> WHAT IS EXPECTED: Write out the whole listing, matching it exactly.

> DATA FOR THE TASK:

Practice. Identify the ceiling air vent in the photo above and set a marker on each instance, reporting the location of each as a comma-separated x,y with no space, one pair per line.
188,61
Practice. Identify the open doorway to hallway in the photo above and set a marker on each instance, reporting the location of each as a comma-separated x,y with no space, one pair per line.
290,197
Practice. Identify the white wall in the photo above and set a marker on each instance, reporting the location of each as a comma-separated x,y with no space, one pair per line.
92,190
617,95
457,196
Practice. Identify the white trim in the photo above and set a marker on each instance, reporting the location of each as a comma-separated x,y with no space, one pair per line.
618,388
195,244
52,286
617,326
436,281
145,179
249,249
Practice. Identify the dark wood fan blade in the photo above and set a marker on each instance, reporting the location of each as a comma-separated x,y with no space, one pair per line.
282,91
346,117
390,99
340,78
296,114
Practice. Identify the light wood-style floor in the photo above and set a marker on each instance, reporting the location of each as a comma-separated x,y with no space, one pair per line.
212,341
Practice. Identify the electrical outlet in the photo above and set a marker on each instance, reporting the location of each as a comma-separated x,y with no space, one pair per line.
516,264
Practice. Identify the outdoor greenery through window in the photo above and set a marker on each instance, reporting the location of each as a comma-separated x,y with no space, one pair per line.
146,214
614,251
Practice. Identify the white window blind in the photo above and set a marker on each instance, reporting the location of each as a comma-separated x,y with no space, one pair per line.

> EXERCISE RESULT:
Practice. Identify the ceiling air vent in the photo above and set a marker on each instance, reporting the location of each as a comma-separated x,y with no space, one pair per line.
188,61
Practice. Identify the open doorway to hallway in the photo above and set a marker on each instance, reporting the location of each as a comma-separated x,y with no space, one pair per line.
290,197
Practice. Identify the white wall in the photo above and set a marker on each instance, reporting the location of each as a comma-separated x,y with no space, one pair per line.
92,190
617,95
457,196
Practice. Identify the white trim in the photo above and set a marker on each instance, reporting the location of each as a comma-separated x,y with no space, one pair per line.
618,388
195,244
52,286
617,326
436,281
145,179
249,249
Practice. Identify the dark wood fan blade in the photo above and set a marker on each instance, reporting the location of each as a comma-separated x,y with no space, one pair per line.
282,91
346,117
390,99
340,78
296,114
Practice. Identify the light wood-style floor in the photo above and set a marker on each instance, reporting the location of each as a comma-separated x,y with no space, one pair per line.
212,341
Practice. Identify the electrical outlet in the photo above and set a marker on each instance, reporting the location of each as a comma-separated x,y with no space, one pair per line.
516,264
Practice. Identify the outdoor greenery through window in the photo above and set a marker on each instance, reporting the location of each as a comma-separated x,y with no space, one pair per line.
146,214
614,251
Practice. Identify the white window blind in the photo above and set a marker on each instance, reporting the location of each as a comma-separated x,y with no space, one pair per line.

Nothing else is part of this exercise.